[Recorded data]
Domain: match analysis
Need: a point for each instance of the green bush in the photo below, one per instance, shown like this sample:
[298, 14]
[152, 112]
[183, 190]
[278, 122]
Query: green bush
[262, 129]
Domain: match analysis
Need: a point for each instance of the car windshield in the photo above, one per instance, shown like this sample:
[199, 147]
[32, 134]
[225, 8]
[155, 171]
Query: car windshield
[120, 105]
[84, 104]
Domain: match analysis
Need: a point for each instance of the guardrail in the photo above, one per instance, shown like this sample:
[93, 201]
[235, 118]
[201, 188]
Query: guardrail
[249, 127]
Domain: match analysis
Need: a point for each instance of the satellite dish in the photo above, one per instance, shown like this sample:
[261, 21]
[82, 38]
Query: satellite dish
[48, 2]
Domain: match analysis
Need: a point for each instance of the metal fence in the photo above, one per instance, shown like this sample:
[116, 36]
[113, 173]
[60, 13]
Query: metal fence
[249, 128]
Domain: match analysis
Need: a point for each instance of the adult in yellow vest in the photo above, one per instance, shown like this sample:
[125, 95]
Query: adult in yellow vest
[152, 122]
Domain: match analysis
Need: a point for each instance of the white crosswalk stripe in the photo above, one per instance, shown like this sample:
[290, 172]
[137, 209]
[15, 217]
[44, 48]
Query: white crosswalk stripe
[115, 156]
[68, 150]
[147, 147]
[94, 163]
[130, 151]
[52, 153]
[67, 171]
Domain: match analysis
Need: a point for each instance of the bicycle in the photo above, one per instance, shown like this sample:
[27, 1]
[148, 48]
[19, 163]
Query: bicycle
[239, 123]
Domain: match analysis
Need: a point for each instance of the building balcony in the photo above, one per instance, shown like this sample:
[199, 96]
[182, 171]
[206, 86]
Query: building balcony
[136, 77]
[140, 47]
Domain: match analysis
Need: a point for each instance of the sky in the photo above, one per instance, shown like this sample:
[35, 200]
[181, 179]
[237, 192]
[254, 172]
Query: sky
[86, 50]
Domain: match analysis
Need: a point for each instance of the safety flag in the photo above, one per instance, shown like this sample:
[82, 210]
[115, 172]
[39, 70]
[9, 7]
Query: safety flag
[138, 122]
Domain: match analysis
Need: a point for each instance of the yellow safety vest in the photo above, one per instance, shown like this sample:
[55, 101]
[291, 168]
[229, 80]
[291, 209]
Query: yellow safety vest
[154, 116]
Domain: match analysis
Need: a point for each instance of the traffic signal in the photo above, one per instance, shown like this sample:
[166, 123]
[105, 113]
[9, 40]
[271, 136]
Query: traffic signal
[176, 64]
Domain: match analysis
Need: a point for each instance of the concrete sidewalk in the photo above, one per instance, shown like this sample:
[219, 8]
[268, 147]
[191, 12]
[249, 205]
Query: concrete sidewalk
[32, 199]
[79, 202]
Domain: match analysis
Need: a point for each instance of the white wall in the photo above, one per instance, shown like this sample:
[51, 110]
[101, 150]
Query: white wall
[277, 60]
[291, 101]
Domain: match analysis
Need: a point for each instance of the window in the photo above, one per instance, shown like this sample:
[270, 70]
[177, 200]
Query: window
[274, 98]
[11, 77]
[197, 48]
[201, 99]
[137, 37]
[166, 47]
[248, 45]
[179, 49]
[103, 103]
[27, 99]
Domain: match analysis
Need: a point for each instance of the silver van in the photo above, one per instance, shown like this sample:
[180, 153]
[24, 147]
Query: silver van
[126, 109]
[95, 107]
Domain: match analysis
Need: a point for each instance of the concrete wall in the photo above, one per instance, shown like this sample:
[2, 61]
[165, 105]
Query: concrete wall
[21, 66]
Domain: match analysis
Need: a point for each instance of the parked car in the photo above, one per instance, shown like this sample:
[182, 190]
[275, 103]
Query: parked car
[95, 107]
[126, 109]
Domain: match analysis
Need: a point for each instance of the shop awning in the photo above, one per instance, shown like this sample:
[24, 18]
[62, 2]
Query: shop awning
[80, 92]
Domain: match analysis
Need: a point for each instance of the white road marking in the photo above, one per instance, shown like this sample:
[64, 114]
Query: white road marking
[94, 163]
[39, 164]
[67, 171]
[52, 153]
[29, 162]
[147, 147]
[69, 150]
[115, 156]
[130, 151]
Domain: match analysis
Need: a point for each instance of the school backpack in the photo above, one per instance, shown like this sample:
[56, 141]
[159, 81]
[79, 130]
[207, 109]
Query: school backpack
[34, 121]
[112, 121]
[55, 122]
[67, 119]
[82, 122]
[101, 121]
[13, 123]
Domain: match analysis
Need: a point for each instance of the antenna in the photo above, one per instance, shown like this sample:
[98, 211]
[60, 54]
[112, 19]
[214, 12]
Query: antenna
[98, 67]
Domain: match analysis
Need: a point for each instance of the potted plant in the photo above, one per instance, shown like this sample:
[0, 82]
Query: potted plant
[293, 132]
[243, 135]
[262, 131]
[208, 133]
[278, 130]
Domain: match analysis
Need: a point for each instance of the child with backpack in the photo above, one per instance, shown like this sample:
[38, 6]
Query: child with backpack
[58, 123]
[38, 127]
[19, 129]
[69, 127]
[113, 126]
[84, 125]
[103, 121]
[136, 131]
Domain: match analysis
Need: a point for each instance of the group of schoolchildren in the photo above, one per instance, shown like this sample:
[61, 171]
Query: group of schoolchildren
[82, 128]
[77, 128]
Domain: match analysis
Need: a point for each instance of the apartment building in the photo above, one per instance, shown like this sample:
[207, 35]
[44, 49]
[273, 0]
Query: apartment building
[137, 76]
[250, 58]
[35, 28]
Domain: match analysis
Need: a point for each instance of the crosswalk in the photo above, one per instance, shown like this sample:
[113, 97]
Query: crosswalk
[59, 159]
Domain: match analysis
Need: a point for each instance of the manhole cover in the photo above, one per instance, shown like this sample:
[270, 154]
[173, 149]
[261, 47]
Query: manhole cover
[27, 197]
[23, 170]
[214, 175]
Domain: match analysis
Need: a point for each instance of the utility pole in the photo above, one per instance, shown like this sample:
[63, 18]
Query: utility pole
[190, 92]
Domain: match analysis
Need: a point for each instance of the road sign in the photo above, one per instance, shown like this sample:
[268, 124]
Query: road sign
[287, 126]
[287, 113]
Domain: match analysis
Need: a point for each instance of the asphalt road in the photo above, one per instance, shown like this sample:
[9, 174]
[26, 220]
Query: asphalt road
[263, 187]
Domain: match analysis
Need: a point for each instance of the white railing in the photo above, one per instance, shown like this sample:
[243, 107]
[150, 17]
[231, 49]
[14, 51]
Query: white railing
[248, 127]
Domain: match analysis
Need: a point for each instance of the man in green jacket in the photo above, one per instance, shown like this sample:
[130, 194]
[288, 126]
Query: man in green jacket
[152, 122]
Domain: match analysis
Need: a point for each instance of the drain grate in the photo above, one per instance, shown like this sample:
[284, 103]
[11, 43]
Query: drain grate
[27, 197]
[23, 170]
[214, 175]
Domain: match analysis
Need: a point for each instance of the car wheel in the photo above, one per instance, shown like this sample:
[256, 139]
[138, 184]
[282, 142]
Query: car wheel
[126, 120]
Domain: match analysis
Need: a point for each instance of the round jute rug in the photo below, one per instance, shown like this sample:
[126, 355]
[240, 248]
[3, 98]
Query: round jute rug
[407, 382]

__Requirement__
Extract the data in full. Keep it word for word.

__Problem solution__
Domain: match analysis
Need: a point for each instance of the green bush in the photo below, one per instance, shown like this sample:
[298, 14]
[152, 112]
[183, 190]
[278, 122]
Query: green bush
[262, 129]
Domain: match analysis
Need: a point for each instance of the car windshield in the photo above, one per instance, shown like this sample:
[199, 147]
[32, 134]
[225, 8]
[155, 171]
Query: car windshield
[120, 105]
[84, 104]
Domain: match analysis
Need: a point for each instance of the guardrail in the photo above, one per instance, shown like this sample:
[93, 201]
[235, 118]
[201, 188]
Query: guardrail
[249, 127]
Domain: match analysis
Need: a point for each instance of the satellite dish in the photo above, one per instance, shown like this sample:
[261, 21]
[82, 38]
Query: satellite dish
[48, 2]
Domain: match analysis
Need: a point for each instance of the metal fence in the photo above, one per instance, shown like this sample:
[116, 36]
[113, 173]
[60, 13]
Query: metal fence
[249, 128]
Domain: match analysis
Need: a point for each instance of the adult in yellow vest in the photo above, one per instance, shown like this sample:
[125, 95]
Query: adult in yellow vest
[152, 122]
Domain: match analysis
Need: a point for each instance of the white crosswalk stripe in the photo above, one per instance, shown like this sample:
[290, 172]
[137, 209]
[15, 217]
[44, 48]
Query: white crosswalk stripe
[115, 156]
[68, 150]
[147, 147]
[94, 163]
[130, 151]
[52, 153]
[67, 171]
Domain: match analysis
Need: a point for each instance of the bicycle in the photo above, one per instance, shown like this sample:
[27, 1]
[148, 48]
[19, 163]
Query: bicycle
[239, 123]
Domain: match analysis
Need: a point for each instance of the building balcony in the photo above, one per instance, shown like this sample:
[199, 96]
[182, 171]
[206, 86]
Query: building balcony
[136, 77]
[140, 47]
Domain: match analysis
Need: a point for each instance of the sky in the photo above, one per instance, shown like this sample:
[35, 200]
[181, 179]
[237, 192]
[254, 172]
Query: sky
[86, 50]
Domain: match analysis
Need: a point for each instance of the safety flag in the photo above, one per instance, shown like this sample:
[82, 210]
[115, 172]
[39, 70]
[9, 7]
Query: safety flag
[138, 122]
Domain: match analysis
Need: a point for each instance of the yellow safety vest in the photo above, one per instance, shown like this sample:
[55, 101]
[291, 168]
[229, 80]
[291, 209]
Query: yellow safety vest
[154, 116]
Domain: match analysis
Need: a point for each instance of the traffic signal in the photo above, one per instance, shown like this sample:
[166, 123]
[105, 113]
[9, 40]
[271, 136]
Query: traffic signal
[176, 64]
Domain: match analysis
Need: a point for each instance of the concrete sidewalk in the photo above, one per instance, shown like this sample:
[219, 8]
[268, 147]
[191, 12]
[249, 205]
Query: concrete sidewalk
[32, 199]
[79, 202]
Domain: match analysis
Need: a point for each instance of the white wall in the photo above, one per instance, shown like this sample:
[51, 110]
[101, 150]
Query: white wall
[277, 60]
[291, 101]
Domain: match analysis
Need: a point for each instance of the window in the photo above, one per instance, shown like this sample:
[270, 70]
[177, 200]
Query: window
[274, 98]
[11, 77]
[197, 48]
[201, 99]
[137, 37]
[166, 47]
[248, 45]
[179, 49]
[103, 103]
[27, 99]
Domain: match analysis
Need: a point for each instance of the silver van in the photo above, one per instance, shown like this sample:
[180, 153]
[24, 147]
Query: silver van
[126, 109]
[95, 107]
Domain: match analysis
Need: a point for each instance of the concrete wall in the photo above, one per instance, shown like this sample:
[2, 61]
[165, 105]
Query: concrete wall
[21, 66]
Domain: match analysis
Need: a point for each instance of the parked car in the photo above, one per instance, shown like this sample:
[182, 190]
[275, 103]
Query: parked car
[95, 107]
[126, 109]
Domain: match analysis
Need: a point for each instance of the shop awning in the photo above, one per instance, shown like this sample:
[24, 18]
[62, 2]
Query: shop awning
[80, 92]
Domain: match analysis
Need: a point for each instance of the white road marking in the photo above, one per instance, shown like this sample:
[64, 114]
Query: white road marking
[94, 163]
[39, 164]
[67, 171]
[52, 153]
[29, 162]
[147, 147]
[69, 150]
[115, 156]
[130, 151]
Domain: match analysis
Need: a point for each instance of the school backpack in the photo above, one per instance, shown like this sample:
[56, 141]
[159, 81]
[79, 130]
[207, 109]
Query: school backpack
[34, 121]
[112, 121]
[55, 122]
[67, 119]
[82, 122]
[101, 121]
[13, 123]
Domain: match analysis
Need: a point for each instance of the antenna in the photo above, one per instance, shown like this sample:
[98, 211]
[60, 54]
[112, 19]
[214, 12]
Query: antenna
[98, 67]
Domain: match analysis
Need: a point for each instance of the potted plant in the photo above, one per instance, shown like this sample:
[0, 82]
Query: potted plant
[293, 132]
[243, 135]
[262, 131]
[208, 133]
[278, 130]
Domain: match analysis
Need: a point for each instance of the child with backpack in the photo above, one per instance, shown like this sample:
[38, 6]
Query: child with backpack
[58, 123]
[38, 127]
[19, 129]
[69, 127]
[113, 126]
[84, 125]
[103, 121]
[136, 131]
Domain: match analysis
Need: a point for each instance of the group of schoolchildren in the photo above, one per instance, shown like this sample:
[61, 171]
Query: group of schoolchildren
[82, 128]
[77, 128]
Domain: match analysis
Need: a point for each instance of the apartment building in the photo above, one per instance, shown like this sample:
[207, 35]
[44, 49]
[273, 0]
Query: apartment building
[137, 76]
[250, 58]
[35, 28]
Domain: match analysis
Need: a point for each instance of the crosswalk in the photo above, one per instance, shown like this sample:
[113, 97]
Query: crosswalk
[59, 159]
Domain: match analysis
Need: a point for each instance of the manhole cover in the photo above, one per instance, shown like this sample:
[270, 154]
[173, 149]
[261, 47]
Query: manhole cover
[27, 197]
[23, 170]
[214, 175]
Domain: match analysis
Need: a point for each instance of the utility pole in the photo above, one per instance, shown like this sample:
[63, 18]
Query: utility pole
[190, 92]
Domain: match analysis
Need: a point for each instance of the road sign in the photo above, one per instance, shown like this sample:
[268, 124]
Query: road sign
[287, 126]
[287, 113]
Domain: match analysis
Need: a point for each instance of the asphalt road in the photo above, one per instance, shown like this sample:
[9, 174]
[26, 220]
Query: asphalt road
[263, 187]
Domain: match analysis
Need: a point for each instance of the white railing in the photo above, one per instance, shown like this sample:
[243, 107]
[150, 17]
[231, 49]
[14, 51]
Query: white railing
[248, 127]
Domain: match analysis
Need: a point for each instance of the man in green jacket in the photo above, one per instance, shown like this sample:
[130, 194]
[288, 126]
Query: man in green jacket
[152, 122]
Domain: match analysis
Need: a point for each instance of the drain grate in the photo above, one per instance, shown like this sample:
[284, 103]
[11, 43]
Query: drain grate
[27, 197]
[23, 170]
[214, 175]
Domain: match analysis
Need: a point for each instance of the car wheel in the photo above, one per instance, shown like this sample:
[256, 139]
[138, 184]
[282, 142]
Query: car wheel
[126, 120]
Domain: match analysis
Need: a point for each instance of the round jute rug in the photo below, one per instance, shown like this sample:
[126, 355]
[240, 248]
[3, 98]
Query: round jute rug
[407, 382]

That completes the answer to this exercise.